__Teks Bacaan__
-*-

Pengaruh Sosmed terhadap Elektabilitas Capres pada Pemilu 2024

Kampanye
Ilustrasi: istockphoto

Teknologi informasi dan komunikasi berkembang masif pada saat ini. Perkembangan ini juga berdampak terhadap media sosial sebagai sarana baru dalam berkomunikasi, tak terkecuali terhadap branding capres pada 2024 nanti.

Banyaknya penggunaan media sosial dan internet di Indonesia, tentu dapat digunakan sebagai media aktif komunikasi masyarakat terhadap politik. Hal ini menjadi jembatan bagi calon presiden sebagai “senjata” untuk menarik pemilih.

Melihat penggunaan media sosial ini didominasi oleh generasi Z yang merupakan generasi milenial, menjadi kunci menarik terhadap generasi muda untuk memilih pemimpin.

-*-

__Data yang Diberikan__
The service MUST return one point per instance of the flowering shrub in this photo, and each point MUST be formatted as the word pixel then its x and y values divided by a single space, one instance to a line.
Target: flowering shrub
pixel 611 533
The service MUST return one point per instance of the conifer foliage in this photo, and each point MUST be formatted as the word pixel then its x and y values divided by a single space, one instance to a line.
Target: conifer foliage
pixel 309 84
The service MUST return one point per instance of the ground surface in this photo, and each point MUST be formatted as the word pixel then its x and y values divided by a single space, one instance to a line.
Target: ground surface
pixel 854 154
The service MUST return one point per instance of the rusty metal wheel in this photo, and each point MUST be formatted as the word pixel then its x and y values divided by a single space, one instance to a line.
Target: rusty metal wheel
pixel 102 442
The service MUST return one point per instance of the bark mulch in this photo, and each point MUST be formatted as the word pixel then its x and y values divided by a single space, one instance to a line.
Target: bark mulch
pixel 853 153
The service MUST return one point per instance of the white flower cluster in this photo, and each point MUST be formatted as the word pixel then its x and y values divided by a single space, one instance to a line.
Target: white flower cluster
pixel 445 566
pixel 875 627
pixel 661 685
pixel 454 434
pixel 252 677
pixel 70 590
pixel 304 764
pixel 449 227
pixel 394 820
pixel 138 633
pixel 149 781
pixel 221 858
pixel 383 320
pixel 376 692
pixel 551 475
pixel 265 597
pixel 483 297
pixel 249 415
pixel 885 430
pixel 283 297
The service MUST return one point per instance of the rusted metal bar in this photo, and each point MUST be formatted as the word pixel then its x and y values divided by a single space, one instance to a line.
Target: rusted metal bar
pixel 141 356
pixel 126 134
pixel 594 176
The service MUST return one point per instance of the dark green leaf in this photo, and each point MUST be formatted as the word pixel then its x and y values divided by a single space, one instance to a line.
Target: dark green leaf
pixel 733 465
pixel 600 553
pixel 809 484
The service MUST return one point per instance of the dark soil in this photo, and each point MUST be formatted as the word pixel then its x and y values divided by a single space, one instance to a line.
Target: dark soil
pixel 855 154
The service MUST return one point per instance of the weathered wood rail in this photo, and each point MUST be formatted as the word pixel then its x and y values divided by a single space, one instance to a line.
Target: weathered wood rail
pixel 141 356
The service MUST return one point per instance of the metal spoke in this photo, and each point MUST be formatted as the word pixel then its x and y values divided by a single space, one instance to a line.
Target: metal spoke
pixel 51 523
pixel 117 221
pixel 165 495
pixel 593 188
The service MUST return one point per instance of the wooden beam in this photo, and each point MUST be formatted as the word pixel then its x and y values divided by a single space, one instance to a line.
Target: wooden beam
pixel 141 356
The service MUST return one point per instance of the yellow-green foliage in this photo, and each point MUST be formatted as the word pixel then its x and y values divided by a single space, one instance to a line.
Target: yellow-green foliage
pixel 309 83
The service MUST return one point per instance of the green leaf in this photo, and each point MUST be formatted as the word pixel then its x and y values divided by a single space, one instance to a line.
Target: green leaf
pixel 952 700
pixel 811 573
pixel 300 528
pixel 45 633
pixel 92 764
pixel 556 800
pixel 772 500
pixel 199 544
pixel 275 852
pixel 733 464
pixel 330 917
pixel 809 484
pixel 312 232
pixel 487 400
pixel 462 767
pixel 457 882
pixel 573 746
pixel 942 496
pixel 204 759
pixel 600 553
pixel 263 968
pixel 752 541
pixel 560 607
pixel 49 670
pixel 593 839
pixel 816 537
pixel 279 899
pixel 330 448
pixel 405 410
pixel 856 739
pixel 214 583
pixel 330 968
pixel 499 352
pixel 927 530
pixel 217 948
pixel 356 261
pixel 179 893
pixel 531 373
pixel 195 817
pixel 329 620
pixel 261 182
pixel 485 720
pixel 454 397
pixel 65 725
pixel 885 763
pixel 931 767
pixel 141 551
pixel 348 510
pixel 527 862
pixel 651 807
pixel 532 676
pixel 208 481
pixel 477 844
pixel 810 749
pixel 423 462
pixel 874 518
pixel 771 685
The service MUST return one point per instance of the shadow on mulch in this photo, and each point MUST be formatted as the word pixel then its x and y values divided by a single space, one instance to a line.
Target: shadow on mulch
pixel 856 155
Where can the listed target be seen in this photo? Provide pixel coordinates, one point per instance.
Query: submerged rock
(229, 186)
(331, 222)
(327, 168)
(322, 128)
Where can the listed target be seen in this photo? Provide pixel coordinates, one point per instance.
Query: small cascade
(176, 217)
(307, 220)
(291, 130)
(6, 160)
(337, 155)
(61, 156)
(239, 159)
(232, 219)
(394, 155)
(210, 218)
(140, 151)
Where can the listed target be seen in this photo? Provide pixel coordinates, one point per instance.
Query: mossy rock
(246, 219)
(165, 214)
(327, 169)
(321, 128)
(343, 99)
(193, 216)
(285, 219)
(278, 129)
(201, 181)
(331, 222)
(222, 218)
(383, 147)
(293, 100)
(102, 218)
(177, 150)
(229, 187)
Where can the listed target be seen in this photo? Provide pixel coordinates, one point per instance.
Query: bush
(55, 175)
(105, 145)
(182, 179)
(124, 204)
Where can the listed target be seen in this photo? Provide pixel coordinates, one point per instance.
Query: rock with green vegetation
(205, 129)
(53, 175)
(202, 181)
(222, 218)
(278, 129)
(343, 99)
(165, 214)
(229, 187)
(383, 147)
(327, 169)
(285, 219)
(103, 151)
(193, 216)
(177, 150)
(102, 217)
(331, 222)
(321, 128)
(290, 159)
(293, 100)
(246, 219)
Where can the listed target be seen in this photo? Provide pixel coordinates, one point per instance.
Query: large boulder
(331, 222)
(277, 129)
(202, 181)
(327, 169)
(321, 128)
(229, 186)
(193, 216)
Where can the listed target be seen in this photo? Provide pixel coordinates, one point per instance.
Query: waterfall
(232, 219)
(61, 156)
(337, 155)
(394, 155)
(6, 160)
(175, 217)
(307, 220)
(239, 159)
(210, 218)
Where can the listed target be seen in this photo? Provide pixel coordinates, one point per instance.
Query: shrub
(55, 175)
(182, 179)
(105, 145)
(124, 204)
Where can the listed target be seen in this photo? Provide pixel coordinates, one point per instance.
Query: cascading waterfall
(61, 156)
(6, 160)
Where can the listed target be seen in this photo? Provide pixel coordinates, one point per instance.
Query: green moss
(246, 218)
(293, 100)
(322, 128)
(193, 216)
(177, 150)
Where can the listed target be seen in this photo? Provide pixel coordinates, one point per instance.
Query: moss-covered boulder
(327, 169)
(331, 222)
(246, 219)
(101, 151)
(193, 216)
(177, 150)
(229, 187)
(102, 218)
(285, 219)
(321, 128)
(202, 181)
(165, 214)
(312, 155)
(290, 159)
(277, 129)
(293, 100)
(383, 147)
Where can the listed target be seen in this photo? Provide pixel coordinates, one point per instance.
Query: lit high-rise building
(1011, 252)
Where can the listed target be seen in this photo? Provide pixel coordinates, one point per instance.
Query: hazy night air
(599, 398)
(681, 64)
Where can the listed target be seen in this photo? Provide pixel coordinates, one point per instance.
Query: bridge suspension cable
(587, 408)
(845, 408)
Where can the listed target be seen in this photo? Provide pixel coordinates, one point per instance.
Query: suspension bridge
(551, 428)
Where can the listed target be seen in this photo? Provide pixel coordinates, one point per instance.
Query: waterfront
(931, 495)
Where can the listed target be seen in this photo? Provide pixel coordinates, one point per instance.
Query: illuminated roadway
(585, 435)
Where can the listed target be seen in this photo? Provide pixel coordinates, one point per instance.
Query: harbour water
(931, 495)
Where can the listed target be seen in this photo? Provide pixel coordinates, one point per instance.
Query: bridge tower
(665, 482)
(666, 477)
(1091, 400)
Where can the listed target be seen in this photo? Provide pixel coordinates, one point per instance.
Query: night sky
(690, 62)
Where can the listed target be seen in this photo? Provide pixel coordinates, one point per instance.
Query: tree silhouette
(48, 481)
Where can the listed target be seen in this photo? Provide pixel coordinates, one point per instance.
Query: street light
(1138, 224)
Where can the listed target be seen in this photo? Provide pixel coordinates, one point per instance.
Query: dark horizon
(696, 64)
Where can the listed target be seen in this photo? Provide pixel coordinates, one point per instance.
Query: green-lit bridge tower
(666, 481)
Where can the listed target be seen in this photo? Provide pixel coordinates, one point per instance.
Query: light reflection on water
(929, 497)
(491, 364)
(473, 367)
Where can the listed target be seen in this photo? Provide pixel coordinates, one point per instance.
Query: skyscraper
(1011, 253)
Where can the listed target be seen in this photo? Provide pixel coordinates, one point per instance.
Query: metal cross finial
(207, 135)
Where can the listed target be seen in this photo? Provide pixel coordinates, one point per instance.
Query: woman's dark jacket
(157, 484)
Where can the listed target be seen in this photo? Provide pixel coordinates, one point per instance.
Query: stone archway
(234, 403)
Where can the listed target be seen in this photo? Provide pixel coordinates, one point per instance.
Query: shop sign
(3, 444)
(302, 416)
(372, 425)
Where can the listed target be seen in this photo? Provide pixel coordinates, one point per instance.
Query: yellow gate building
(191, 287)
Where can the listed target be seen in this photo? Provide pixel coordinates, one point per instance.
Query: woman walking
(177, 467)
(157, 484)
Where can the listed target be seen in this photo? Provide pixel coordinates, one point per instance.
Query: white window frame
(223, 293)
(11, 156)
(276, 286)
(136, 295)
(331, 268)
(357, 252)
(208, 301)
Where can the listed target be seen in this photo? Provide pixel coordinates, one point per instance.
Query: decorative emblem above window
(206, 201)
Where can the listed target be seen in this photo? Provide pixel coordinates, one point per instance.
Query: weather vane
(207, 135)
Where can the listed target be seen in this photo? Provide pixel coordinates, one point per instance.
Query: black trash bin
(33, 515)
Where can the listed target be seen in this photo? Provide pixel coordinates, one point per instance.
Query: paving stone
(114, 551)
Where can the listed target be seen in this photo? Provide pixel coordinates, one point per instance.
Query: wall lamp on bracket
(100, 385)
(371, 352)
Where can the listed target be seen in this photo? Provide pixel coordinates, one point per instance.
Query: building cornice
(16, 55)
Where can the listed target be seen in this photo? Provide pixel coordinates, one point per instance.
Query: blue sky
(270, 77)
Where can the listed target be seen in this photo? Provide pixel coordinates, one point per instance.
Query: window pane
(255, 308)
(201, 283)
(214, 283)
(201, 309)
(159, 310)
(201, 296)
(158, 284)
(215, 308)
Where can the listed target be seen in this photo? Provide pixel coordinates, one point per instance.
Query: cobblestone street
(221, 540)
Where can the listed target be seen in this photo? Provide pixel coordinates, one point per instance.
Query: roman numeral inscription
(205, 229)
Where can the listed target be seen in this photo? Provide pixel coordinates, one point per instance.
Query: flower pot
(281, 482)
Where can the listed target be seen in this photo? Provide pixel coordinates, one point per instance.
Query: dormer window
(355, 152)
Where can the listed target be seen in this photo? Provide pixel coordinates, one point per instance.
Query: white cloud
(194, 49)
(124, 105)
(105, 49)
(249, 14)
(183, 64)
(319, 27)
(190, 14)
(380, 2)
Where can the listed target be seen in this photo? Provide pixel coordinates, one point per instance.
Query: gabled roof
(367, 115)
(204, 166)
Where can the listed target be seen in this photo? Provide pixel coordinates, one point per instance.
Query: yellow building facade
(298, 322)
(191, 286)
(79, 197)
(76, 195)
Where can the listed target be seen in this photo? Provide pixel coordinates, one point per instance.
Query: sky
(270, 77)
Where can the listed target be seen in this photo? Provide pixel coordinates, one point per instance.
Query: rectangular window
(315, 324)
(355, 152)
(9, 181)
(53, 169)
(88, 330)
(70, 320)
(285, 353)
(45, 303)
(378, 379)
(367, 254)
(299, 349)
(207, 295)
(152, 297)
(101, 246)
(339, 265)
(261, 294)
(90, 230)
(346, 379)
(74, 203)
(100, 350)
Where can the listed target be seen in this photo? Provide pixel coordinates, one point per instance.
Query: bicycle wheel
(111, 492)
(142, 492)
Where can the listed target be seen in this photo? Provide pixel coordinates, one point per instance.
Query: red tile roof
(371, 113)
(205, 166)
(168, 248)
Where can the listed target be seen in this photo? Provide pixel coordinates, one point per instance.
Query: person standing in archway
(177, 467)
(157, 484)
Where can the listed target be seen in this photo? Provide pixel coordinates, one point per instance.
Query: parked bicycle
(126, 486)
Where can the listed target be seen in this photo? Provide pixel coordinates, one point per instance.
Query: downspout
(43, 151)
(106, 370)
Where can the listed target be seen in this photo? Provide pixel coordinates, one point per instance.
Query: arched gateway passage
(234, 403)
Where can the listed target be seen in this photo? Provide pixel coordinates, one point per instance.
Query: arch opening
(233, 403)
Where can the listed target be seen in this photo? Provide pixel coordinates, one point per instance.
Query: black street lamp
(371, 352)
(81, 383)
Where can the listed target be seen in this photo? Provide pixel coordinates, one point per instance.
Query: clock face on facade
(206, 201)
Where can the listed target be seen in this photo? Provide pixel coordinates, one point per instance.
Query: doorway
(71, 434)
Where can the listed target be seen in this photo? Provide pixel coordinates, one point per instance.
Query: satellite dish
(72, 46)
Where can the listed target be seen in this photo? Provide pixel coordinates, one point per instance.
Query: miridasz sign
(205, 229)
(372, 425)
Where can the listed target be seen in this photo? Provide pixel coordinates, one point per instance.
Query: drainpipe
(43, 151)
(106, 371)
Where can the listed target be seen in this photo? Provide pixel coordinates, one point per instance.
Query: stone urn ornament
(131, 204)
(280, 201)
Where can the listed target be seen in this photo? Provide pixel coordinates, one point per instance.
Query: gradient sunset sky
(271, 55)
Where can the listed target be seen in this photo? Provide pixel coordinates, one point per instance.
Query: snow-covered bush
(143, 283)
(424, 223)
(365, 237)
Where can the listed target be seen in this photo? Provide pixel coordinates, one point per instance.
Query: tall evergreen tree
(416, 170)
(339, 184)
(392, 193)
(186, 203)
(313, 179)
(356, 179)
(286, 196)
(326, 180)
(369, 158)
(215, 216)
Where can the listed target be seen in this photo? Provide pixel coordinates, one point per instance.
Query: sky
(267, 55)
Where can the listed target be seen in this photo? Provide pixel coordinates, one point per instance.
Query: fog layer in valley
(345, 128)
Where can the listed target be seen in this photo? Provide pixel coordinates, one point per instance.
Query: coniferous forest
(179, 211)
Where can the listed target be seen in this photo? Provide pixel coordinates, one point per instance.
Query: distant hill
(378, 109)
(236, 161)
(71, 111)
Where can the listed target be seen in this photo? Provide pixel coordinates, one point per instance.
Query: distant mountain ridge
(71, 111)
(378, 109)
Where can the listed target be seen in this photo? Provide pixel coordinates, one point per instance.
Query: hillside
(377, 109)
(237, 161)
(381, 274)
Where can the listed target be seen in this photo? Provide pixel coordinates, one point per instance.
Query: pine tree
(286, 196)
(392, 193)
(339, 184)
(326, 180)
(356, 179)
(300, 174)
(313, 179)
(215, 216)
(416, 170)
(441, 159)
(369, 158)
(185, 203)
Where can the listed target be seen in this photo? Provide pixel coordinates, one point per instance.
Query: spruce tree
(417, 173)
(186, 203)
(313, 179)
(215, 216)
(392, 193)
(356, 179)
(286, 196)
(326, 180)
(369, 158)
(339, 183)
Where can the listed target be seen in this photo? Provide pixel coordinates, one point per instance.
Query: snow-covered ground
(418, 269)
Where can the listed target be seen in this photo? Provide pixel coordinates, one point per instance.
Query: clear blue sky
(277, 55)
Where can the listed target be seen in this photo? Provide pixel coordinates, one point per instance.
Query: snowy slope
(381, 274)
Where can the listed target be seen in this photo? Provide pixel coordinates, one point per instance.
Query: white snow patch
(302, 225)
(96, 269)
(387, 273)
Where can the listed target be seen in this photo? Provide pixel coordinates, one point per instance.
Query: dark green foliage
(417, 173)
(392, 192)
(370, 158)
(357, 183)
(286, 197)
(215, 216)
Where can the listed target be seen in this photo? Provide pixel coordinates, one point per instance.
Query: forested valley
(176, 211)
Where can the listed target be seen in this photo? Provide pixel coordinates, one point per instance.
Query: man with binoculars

-*-

__Tujuan Tugas__
1) Sajikan entri di atas sebagai CSV dua kolom dengan nama kolom teks_entri dan jawaban, satu baris untuk setiap entri, masing-masing nilai dalam satu bidang berpetik dan setiap pergantian baris diganti spasi. Mulailah dari awal entri dan berhentilah setelah baris yang memuat "pixel 853 153", baris tersebut termasuk.
2) Tuliskan bagian selanjutnya dari teks tentang pengaruh media sosial terhadap elektabilitas calon presiden pada Pemilu 2024, dimulai setelah kalimat terakhirnya.

__Jawaban Tertulis__
1)
teks_entri,jawaban
"The service MUST return one point per instance of the flowering shrub in this photo, and each point MUST be formatted as the word pixel then its x and y values divided by a single space, one instance to a line. Target: flowering shrub","pixel 611 533"
"The service MUST return one point per instance of the conifer foliage in this photo, and each point MUST be formatted as the word pixel then its x and y values divided by a single space, one instance to a line. Target: conifer foliage","pixel 309 84"
"The service MUST return one point per instance of the ground surface in this photo, and each point MUST be formatted as the word pixel then its x and y values divided by a single space, one instance to a line. Target: ground surface","pixel 854 154"
"The service MUST return one point per instance of the rusty metal wheel in this photo, and each point MUST be formatted as the word pixel then its x and y values divided by a single space, one instance to a line. Target: rusty metal wheel","pixel 102 442"
"The service MUST return one point per instance of the bark mulch in this photo, and each point MUST be formatted as the word pixel then its x and y values divided by a single space, one instance to a line. Target: bark mulch","pixel 853 153"

2)
Media sosial aktif menjadi alat perhatian masyarakat dan pemilih, serta menjadi alat untuk menjatuhkan lawan sejak pemilu 2014. Pada saat itu, terjadi perang opini, meme, serta tagar yang berujung kepada persaingan masing-masing  kandidat.

Hal ini tentu menjadi persaingan panas mengingat media sosial bersifat interaktif dan tidak dibatasi oleh peraturan redaksi. Kampanye hitam, hoaks, serta berbagai masalah yang disebarkan oleh buzzer politik terkadang digunakan untuk meningkatkan eligitabilitas kandidat dan mengurangi eligitabilitas lawan (Sri Hadijah & Erna Kurniawati, 2022).

Dengan penggunaan media sosial oleh calon presiden yang saat ini sedang gencar-gencarnya untuk meningkatkan eligitabilitas publiknya, tentu akan lebih mudah untuk berbagi informasi serta meningkatkan kesadaran masyarakat untuk beralih menjadi pengikut serta pendukung paslon tersebut.

Hal ini dapat mempengaruhi opini publik terhadap pengetahuan politik, serta pilihan politik masyarakat. Penggunaan media sosial bagi capres saat ini sudah tidak lagi menjadi konsumsi politisi saja, tetapi siapa saja, karena akses informasi politik yang bersifat masif dan interaktif. Masifnya perkembangan media sosial pun juga mulai mengubah preferensi masyarakat.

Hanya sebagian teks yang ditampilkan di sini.